(Items stored from a collection)
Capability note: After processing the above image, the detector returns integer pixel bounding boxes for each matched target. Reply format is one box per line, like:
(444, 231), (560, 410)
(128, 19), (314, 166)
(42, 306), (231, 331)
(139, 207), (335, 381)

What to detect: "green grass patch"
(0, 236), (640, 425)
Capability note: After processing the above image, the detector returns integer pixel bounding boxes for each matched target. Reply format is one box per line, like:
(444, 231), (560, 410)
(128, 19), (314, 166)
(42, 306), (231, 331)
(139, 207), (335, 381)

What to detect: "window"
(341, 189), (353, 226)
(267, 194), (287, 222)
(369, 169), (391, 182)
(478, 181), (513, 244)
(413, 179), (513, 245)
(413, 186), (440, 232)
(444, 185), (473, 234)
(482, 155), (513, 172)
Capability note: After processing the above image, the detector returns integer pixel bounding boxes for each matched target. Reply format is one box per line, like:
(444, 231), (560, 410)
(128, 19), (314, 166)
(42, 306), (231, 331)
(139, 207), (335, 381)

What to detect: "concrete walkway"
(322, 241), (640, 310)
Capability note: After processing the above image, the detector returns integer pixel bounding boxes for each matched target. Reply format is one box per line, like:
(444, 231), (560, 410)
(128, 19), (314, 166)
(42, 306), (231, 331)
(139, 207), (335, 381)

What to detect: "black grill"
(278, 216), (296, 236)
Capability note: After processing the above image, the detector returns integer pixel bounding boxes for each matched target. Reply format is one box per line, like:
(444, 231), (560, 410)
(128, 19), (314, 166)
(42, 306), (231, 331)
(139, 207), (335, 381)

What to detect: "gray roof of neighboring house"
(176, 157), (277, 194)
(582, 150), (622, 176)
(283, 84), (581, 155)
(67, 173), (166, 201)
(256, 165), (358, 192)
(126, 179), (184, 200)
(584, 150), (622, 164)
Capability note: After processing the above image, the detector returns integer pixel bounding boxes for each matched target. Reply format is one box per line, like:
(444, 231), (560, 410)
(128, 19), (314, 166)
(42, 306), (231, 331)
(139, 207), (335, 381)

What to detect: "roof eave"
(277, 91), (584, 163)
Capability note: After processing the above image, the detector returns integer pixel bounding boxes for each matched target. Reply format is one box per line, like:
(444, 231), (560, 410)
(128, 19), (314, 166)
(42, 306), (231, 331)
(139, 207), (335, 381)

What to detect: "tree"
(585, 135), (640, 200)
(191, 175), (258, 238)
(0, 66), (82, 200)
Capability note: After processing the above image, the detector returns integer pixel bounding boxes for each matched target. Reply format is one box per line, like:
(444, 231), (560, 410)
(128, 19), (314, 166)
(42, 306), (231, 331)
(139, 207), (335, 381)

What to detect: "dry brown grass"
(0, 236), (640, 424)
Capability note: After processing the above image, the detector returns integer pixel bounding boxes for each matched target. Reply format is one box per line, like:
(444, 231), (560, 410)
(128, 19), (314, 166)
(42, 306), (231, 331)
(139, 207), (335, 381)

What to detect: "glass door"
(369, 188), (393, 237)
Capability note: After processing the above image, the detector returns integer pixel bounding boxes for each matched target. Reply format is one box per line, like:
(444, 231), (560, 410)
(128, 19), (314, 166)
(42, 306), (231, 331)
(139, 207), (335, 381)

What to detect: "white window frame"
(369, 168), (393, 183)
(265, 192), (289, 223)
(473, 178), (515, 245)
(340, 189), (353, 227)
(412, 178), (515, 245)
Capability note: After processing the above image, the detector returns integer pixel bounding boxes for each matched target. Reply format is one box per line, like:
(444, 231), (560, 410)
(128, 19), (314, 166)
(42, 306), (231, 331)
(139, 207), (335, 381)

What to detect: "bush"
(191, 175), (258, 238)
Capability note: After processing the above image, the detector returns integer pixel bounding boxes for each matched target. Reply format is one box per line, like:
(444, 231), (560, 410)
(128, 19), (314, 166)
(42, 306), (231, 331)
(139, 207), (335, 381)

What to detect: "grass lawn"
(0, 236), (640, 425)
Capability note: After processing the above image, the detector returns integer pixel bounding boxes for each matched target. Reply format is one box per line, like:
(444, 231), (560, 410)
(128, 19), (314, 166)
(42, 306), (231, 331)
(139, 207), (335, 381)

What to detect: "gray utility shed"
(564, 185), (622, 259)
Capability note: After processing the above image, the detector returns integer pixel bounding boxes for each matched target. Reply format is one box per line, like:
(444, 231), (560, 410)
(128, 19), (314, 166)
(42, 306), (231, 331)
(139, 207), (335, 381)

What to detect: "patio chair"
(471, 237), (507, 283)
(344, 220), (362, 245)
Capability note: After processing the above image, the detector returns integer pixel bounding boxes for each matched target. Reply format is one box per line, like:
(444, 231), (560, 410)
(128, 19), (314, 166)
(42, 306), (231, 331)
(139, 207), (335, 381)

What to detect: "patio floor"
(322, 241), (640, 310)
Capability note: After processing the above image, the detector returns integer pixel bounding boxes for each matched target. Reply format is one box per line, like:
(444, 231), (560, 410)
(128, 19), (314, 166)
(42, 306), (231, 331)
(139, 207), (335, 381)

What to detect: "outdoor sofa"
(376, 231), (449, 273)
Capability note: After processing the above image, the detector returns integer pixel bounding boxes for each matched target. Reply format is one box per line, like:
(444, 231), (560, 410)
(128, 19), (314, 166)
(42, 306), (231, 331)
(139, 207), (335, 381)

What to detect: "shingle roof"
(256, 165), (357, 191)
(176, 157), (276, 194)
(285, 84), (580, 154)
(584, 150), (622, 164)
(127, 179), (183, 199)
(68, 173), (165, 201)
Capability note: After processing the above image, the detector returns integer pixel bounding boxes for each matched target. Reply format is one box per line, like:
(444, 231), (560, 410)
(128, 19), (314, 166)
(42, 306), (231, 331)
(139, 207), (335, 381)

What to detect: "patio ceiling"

Aim of the task:
Reproduce the rows from the start up to and including the line with "(278, 216), (296, 236)". Leave the requests and their sample boxes unchanged, but scale every box coordinate in the answers by 1.6, rounding to whole numbers with halves going up.

Problem solution:
Capability note: After processing the above image, the detector returns integer pixel bounding boxes for each matched target. Reply format is one box per line, like:
(444, 231), (560, 410)
(128, 19), (314, 166)
(42, 306), (231, 331)
(139, 207), (335, 381)

What to detect: "green grass patch"
(0, 378), (1024, 680)
Capability note: After processing the above image, the detector returns integer pixel bounding boxes for each matched target. Reply format is one box per line, like:
(444, 231), (560, 410)
(128, 19), (314, 166)
(42, 306), (231, 331)
(139, 207), (335, 381)

What to detect: "window"
(546, 302), (565, 362)
(427, 310), (459, 355)
(590, 270), (626, 291)
(765, 290), (821, 390)
(661, 286), (821, 392)
(661, 298), (704, 371)
(710, 296), (757, 374)
(771, 248), (821, 275)
Capability note: After processing the above image, the detector returns integer pixel bounding boxes for each matched target. Reply format is one box per line, like:
(444, 231), (560, 410)
(128, 19), (314, 166)
(42, 306), (231, 331)
(139, 207), (335, 381)

What to detect: "concrete walkway"
(515, 386), (1024, 496)
Capability note: After processing the above image, the detector returns integer pixel bounding boxes for each matched target. Reply format is one box per line, like:
(444, 231), (560, 410)
(128, 19), (314, 166)
(42, 306), (231, 331)
(139, 207), (335, 381)

What to detect: "black grill"
(445, 346), (474, 378)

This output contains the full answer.